» RECORD EXCERPTS:
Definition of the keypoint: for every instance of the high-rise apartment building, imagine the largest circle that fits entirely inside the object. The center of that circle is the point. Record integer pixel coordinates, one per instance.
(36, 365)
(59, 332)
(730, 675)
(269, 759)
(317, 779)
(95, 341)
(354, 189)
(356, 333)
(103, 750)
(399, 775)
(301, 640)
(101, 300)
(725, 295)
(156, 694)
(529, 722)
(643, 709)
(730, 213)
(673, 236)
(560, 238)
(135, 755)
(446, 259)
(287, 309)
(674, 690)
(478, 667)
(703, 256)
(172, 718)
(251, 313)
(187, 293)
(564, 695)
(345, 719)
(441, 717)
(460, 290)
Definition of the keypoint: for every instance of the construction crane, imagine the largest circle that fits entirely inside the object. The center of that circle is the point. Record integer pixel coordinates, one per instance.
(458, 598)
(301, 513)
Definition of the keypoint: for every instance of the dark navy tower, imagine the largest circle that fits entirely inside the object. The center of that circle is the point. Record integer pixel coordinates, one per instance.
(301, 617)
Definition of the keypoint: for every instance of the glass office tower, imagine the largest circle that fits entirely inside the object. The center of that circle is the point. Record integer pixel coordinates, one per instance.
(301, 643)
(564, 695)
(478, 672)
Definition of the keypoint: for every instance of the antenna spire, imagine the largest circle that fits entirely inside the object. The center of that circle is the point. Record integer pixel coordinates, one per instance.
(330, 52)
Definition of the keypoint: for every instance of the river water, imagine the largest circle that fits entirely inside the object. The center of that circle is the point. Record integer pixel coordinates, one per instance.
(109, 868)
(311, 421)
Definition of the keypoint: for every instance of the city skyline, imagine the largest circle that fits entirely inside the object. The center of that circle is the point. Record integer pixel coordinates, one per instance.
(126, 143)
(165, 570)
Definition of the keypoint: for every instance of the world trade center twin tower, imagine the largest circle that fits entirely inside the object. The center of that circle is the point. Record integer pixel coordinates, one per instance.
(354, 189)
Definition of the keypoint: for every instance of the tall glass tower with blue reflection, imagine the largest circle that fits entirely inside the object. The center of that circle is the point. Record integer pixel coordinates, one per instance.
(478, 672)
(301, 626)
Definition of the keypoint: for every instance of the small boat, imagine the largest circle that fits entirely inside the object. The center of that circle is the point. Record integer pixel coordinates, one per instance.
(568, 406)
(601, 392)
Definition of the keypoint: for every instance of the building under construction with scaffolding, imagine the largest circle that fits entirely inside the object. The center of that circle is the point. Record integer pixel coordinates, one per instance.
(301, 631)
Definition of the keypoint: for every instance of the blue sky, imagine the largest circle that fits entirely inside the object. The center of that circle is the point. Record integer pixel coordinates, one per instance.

» YOUR TASK:
Copy the whole listing above line for line, leaving every word unchanged.

» TASK SOLUTION:
Definition of the keypoint: for every instance of the high-rise apartment building, imagine the largest circle that fits entirely inside the object. The center of that circle is the point. Record integer pixel coordinates, one per instance.
(36, 365)
(59, 332)
(730, 675)
(269, 759)
(317, 779)
(95, 341)
(354, 189)
(356, 333)
(103, 750)
(399, 775)
(301, 640)
(101, 300)
(725, 295)
(156, 694)
(529, 722)
(643, 709)
(730, 213)
(673, 236)
(560, 238)
(135, 755)
(446, 259)
(287, 309)
(674, 690)
(478, 667)
(703, 256)
(172, 718)
(251, 313)
(187, 293)
(564, 695)
(345, 719)
(441, 717)
(460, 290)
Definition of the keypoint: for every instance of the construction crane, imagine the largest circle that fits entirely inside the object. The center of that circle is the point. Record integer pixel coordinates, one per instance.
(458, 598)
(301, 513)
Definition of the keypoint: for every instance of the dark navy tower, imagine the largest circle that fits entirely inside the object. The center of that circle is the point. Record integer pixel coordinates, one per instance.
(301, 617)
Definition of the keypoint: for every instance of the glass office tower, imagine the largest circle that fits entirely inside the object. The center of that circle is the point. Record integer pixel coordinates, one per instance.
(301, 643)
(564, 695)
(478, 672)
Definition of the keypoint: for every instance of the antenna spire, imagine the largest circle that fits entirely inside the object. The center of that circle is the point. Record integer pixel coordinates, one per instance.
(330, 52)
Definition of the keypoint: for every instance of the river water, imagine the largest circle that fits entirely inside the object. The center of that circle is the point. Record integer pixel coordinates, one per instance.
(109, 868)
(311, 421)
Definition of the keypoint: for every instance of the city skyline, imagine the largest circle that fits entirely inside the object. The center of that circle is the point. Record integer pixel coordinates, one per instance.
(126, 143)
(165, 570)
Definition of the keypoint: for every instance of the world trade center twin tower, imagine the largest circle that fits entirely inside the object. The center of that circle is the point. Record integer pixel coordinates, one per instance.
(354, 189)
Definition of the keypoint: for every instance of the tall glass tower with blue reflection, imagine the largest circle that fits entirely inside the object. The center of that circle is the point. Record integer pixel coordinates, one per instance.
(478, 672)
(301, 626)
Definition of the keypoint: for every instance of the small boat, imagine the largest circle that fits entirely inside the object. The center of that circle is the point. Record integer pixel coordinates, one per instance.
(568, 406)
(601, 392)
Definition of the keypoint: for every instance of the building under construction with scaffolding, imagine the largest circle that fits entirely inside the object. The center of that circle is the point. Record integer pixel coordinates, one per instance.
(301, 631)
Definition of the keypoint: for every instance of the blue sky, imagine the largest circle that fits entirely inside the object. The center of that circle is the point. Record integer pixel coordinates, one per instance.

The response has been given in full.